--- Start SELECTED PASSAGE ---

It would seem to me if you are looking for precision, you would need a calibrated 4 wire DMM, otherwise you still have the lead length to your meter and connections adding or subtracting to the resistance.
Fluke’s spec for the Model 12 ±(0.9%+1)
and how long ago was the last time it was calibrated…
Or measure the wire resistance, and subtract it.
…then calibrate the probe wires’ resistance.
If you are just worried about ratios the resistance of the ohmmeter leads are consistent. A 4 wire ohmmeter really only comes into play when you have a lot of digits, like an HP3456 in ohms mode, or more commonly, when you are reading really low values and the resistance of the leads would be substantial part of the reading.
In the past I have used low value trimmers in series with 1% R’s, but this probably does not have the best long term stability. I have cherry picked resistors for tightly matched values, and I have parallelled a very high value over a lower value to tune parts.
Oddly enough one of the devices that I built that required the tightest component matching was a device to quickly help cherry pick resistors.
Artenz: “Or measure the wire resistance, and subtract it.” We have a winner, or at least someone who read the article. :)
I mention that my probes add 0.3 ohms to the setup. It’s below the least-significant digit when it’s in kilohm mode, though, so I can’t really subtract it out. Or we could all pretend that I did, because it won’t change anything at the reported precision. Four-wire people — there’s your answer.
As a bunch of folks have stated, the absolute value of the resistance doesn’t matter too much, just the repeatability. I checked that out: a (single!) resistor that was 2000 ohms, pulled out of the setup, left on the bench while I ate lunch, and re-measured came in at 2000 ohms again. Good enough for me. (I’m being flippant, but I was actually concerned that my clips might add enough resistance to the setup to be measurable. They don’t.)
There _is_ a problem even for the DAC application, though. I was actually trimming up 1 k and 2 k resistors. To get that 1:2 ratio exactly right on, I could use all 2 k resistors and parallel them up to make the 1 ks. But I was using actual trimmed 1 k resistors. So if my meter had an offset of 1% (10 ohms?) then they’d be 1.010 and 2.010 respectively. The ratio is no longer spot-on. At 8 bits, this is all overkill.
But the point is that you’ll read on the Interwebs that an R-2R DAC is only good for five or six bits with commodity resistors. True, but trim them up yourself and you can very easily get much more precision than you’d need for eight bits. I’m stoked that it looks like I could pull off ten, but I can’t test that.
Sure you can (measure it): any errors in an R-2R DAC result in nonlinearities, usually in the form of non-monotonicity, i.e., when you give it a regularly increasing code, the steps will not all be the same size, and in some cases actually cause a decrease in the output for an increase in the code. This can be verified on an oscilloscope, since it doesn’t require any precision measurement. You just generate a sawtooth with it, and magnify the heck out of the waveform so you can see each individual step.

--- End SELECTED PASSAGE ---
--- Start STORED ROWS ---

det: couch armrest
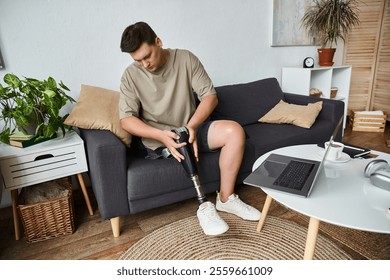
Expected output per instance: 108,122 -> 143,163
80,129 -> 130,219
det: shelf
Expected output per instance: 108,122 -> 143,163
282,66 -> 352,130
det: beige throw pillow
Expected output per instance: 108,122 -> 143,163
259,100 -> 322,128
65,85 -> 131,146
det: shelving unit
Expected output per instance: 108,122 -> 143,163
282,66 -> 352,127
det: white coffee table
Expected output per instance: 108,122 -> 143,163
253,145 -> 390,259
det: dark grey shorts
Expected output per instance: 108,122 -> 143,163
141,121 -> 213,159
196,121 -> 213,152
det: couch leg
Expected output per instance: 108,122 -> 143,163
110,217 -> 121,237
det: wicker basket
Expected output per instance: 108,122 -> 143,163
18,178 -> 75,243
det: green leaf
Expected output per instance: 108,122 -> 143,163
4,73 -> 22,88
60,81 -> 70,91
43,89 -> 56,98
47,77 -> 57,89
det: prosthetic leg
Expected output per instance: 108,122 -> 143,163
165,127 -> 207,205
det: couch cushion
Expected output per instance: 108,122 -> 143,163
211,78 -> 283,125
244,121 -> 334,158
65,85 -> 131,146
259,100 -> 322,128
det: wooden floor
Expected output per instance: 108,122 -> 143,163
0,119 -> 390,260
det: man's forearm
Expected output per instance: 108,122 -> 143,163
121,116 -> 161,140
187,94 -> 218,129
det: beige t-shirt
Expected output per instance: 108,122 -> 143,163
119,49 -> 216,150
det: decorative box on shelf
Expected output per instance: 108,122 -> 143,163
351,111 -> 386,132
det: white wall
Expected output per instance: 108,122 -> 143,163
0,0 -> 342,206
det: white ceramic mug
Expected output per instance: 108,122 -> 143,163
325,141 -> 344,160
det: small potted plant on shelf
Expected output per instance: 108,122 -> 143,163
301,0 -> 360,66
0,74 -> 75,144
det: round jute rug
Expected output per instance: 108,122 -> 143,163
119,213 -> 351,260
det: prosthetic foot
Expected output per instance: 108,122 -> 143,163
173,127 -> 207,204
168,127 -> 229,235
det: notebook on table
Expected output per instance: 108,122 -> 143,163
244,116 -> 343,197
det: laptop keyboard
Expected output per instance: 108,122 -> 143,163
274,160 -> 314,190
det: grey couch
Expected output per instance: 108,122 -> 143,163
80,78 -> 344,236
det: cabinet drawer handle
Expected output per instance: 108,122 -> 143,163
34,154 -> 54,161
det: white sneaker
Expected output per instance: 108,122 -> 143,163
196,201 -> 229,235
216,192 -> 261,221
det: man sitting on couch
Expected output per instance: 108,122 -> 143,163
119,22 -> 261,235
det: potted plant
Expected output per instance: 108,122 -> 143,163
301,0 -> 360,66
0,74 -> 75,144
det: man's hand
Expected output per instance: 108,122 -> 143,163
159,130 -> 187,162
187,126 -> 199,161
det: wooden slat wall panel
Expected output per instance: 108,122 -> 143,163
343,0 -> 384,114
370,0 -> 390,115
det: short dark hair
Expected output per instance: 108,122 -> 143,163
121,22 -> 157,53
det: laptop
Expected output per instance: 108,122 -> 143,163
244,116 -> 343,197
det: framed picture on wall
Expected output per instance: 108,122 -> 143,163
271,0 -> 317,47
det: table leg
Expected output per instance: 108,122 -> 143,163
11,190 -> 21,240
77,173 -> 93,216
303,217 -> 320,260
256,195 -> 272,232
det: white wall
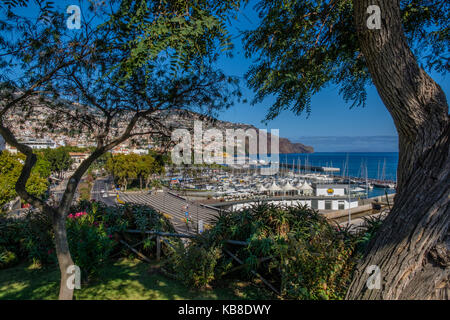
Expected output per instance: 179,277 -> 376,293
316,187 -> 345,197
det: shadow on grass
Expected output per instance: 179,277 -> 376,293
0,259 -> 270,300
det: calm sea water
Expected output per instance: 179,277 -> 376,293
280,152 -> 398,181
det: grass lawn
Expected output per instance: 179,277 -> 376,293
0,259 -> 271,300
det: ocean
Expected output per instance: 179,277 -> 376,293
280,152 -> 398,181
280,152 -> 398,197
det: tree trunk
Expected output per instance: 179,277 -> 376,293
347,0 -> 450,299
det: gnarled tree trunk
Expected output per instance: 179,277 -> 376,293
347,0 -> 450,299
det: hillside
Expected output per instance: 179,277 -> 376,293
0,99 -> 314,153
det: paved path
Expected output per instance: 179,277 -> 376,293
119,191 -> 219,233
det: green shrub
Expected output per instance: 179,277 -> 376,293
173,204 -> 359,299
173,245 -> 222,289
0,247 -> 19,270
67,212 -> 114,279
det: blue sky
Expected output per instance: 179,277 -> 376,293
7,0 -> 450,152
214,5 -> 450,152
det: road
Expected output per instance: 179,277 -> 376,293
91,177 -> 116,207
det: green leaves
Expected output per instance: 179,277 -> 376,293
244,0 -> 450,120
107,0 -> 240,78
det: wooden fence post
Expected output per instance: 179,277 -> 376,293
156,236 -> 161,262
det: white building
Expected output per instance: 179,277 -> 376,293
20,138 -> 57,149
314,184 -> 348,197
232,183 -> 358,211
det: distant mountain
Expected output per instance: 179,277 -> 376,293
159,110 -> 314,153
0,98 -> 314,153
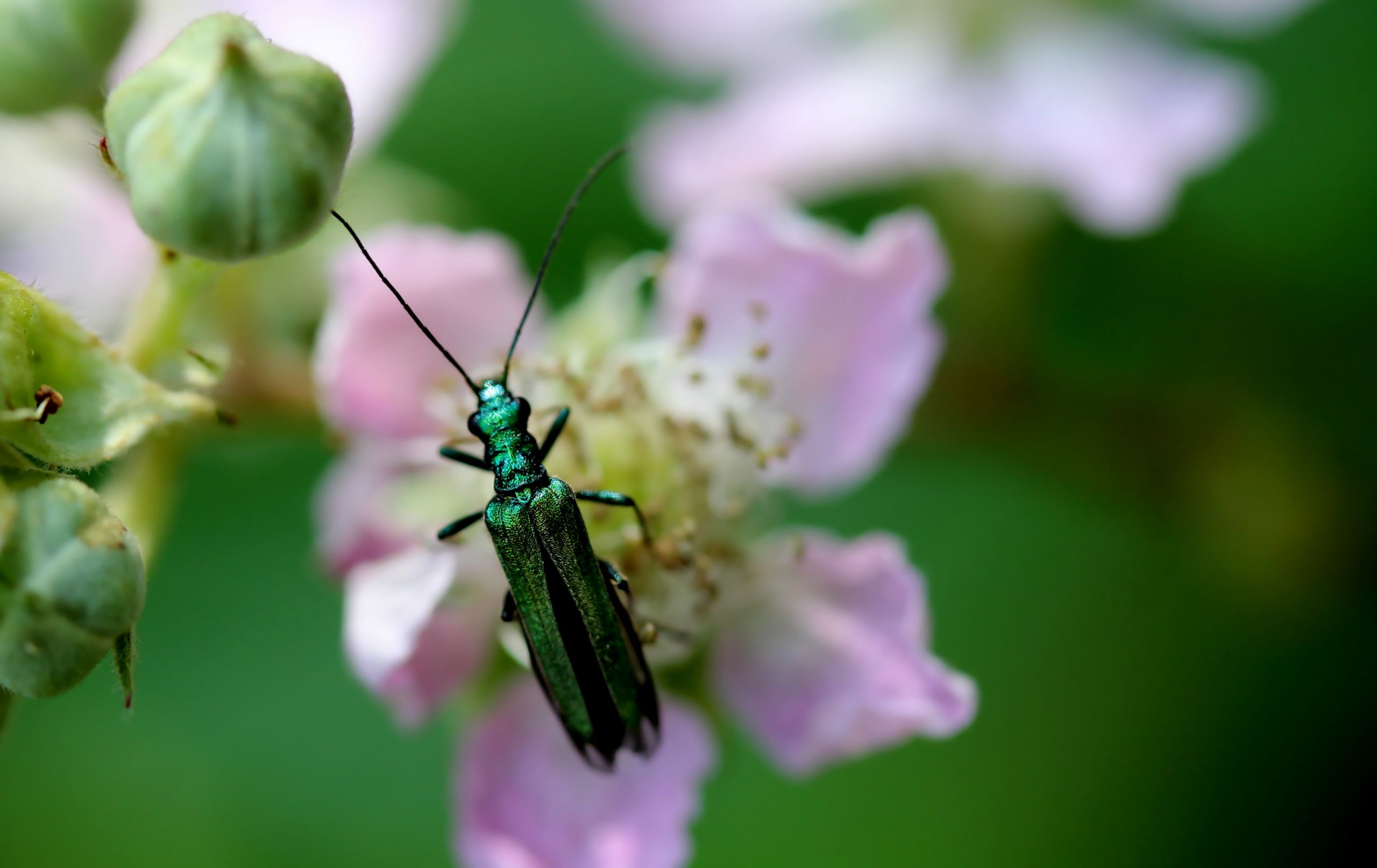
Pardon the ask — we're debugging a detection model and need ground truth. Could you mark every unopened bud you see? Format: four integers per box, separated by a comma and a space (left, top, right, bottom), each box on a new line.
105, 14, 354, 262
0, 473, 145, 696
0, 0, 135, 115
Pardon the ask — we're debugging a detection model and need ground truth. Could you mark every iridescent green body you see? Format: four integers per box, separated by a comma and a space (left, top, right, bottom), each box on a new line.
330, 147, 647, 770
451, 380, 659, 767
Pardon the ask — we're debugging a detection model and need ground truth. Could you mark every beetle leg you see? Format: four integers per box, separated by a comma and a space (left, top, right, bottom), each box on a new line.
574, 490, 654, 549
540, 407, 569, 464
598, 558, 630, 596
439, 446, 492, 470
435, 510, 485, 540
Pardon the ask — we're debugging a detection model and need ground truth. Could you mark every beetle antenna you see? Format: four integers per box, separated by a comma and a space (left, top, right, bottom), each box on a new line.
502, 145, 627, 386
330, 211, 485, 395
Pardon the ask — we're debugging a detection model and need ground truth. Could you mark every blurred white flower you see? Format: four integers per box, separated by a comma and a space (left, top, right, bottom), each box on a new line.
0, 0, 462, 338
595, 0, 1260, 234
315, 197, 978, 868
1156, 0, 1315, 36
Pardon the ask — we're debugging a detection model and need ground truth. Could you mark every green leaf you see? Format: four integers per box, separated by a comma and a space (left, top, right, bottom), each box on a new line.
0, 471, 146, 696
0, 273, 215, 467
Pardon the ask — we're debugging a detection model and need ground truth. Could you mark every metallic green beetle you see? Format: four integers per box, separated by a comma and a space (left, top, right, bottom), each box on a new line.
335, 147, 659, 770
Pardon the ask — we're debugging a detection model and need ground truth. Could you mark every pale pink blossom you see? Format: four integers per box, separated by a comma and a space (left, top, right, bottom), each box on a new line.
1155, 0, 1316, 36
317, 202, 975, 868
111, 0, 463, 153
0, 113, 154, 338
659, 197, 947, 490
966, 19, 1259, 234
591, 0, 865, 74
315, 227, 538, 437
634, 39, 967, 225
0, 0, 462, 339
712, 532, 975, 773
455, 681, 716, 868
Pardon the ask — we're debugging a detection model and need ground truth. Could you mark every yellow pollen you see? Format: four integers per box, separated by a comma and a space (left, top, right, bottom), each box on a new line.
683, 314, 708, 350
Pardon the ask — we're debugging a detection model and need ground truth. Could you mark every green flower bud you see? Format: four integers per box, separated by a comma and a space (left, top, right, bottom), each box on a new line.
0, 0, 136, 115
105, 14, 354, 262
0, 473, 145, 696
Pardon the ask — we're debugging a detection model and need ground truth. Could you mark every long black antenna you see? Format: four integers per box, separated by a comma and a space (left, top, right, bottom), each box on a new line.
330, 211, 485, 395
502, 145, 627, 386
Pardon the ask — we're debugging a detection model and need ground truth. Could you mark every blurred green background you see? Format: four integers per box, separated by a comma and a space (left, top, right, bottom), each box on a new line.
0, 0, 1377, 868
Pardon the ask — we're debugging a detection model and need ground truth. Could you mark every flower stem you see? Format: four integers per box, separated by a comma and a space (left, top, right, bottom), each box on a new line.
120, 248, 222, 373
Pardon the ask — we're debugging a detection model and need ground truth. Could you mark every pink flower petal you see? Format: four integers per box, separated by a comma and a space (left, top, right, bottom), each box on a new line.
315, 227, 540, 437
632, 40, 966, 223
592, 0, 858, 73
711, 532, 976, 774
344, 546, 507, 726
456, 675, 715, 868
659, 198, 946, 490
967, 18, 1259, 234
0, 115, 155, 340
1156, 0, 1315, 36
111, 0, 460, 152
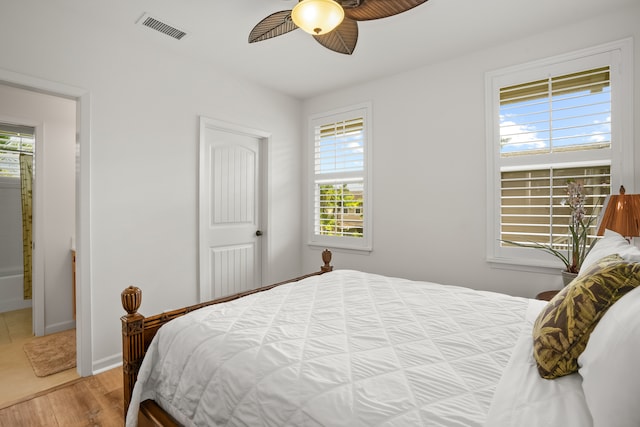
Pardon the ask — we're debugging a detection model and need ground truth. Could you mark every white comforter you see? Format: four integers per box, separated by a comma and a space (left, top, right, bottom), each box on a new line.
127, 270, 530, 427
486, 301, 593, 427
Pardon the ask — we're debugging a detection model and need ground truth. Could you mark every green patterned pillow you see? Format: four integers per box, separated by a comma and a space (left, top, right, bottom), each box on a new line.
533, 254, 640, 379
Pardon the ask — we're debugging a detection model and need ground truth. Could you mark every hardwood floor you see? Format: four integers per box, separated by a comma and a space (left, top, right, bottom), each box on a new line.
0, 309, 124, 427
0, 308, 79, 406
0, 368, 124, 427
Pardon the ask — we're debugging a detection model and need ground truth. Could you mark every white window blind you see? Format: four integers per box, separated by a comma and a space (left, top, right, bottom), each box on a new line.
500, 66, 611, 157
486, 40, 634, 268
310, 103, 370, 249
500, 165, 611, 250
0, 123, 35, 178
500, 66, 611, 249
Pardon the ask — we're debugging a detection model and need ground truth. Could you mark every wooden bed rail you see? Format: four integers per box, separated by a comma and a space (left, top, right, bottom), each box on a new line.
120, 249, 333, 417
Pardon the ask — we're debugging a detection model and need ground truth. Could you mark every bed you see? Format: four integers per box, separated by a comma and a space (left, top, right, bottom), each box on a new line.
122, 236, 640, 427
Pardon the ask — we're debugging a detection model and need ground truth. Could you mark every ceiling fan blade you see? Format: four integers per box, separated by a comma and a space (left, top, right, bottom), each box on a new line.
249, 10, 298, 43
344, 0, 427, 21
313, 17, 358, 55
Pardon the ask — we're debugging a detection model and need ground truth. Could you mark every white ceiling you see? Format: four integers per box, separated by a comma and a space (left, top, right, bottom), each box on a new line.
64, 0, 637, 99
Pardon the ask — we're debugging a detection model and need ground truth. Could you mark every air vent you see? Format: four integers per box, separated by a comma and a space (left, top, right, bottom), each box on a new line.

--- End STORED ROWS ---

- WORK TO COMPLETE
Reproduce the passage of the resistor-matching discussion from "If you are just" to "cherry pick resistors.".

- OUTPUT FOR THIS EXERCISE
If you are just worried about ratios the resistance of the ohmmeter leads are consistent. A 4 wire ohmmeter really only comes into play when you have a lot of digits, like an HP3456 in ohms mode, or more commonly, when you are reading really low values and the resistance of the leads would be substantial part of the reading.
In the past I have used low value trimmers in series with 1% R’s, but this probably does not have the best long term stability. I have cherry picked resistors for tightly matched values, and I have parallelled a very high value over a lower value to tune parts.
Oddly enough one of the devices that I built that required the tightest component matching was a device to quickly help cherry pick resistors.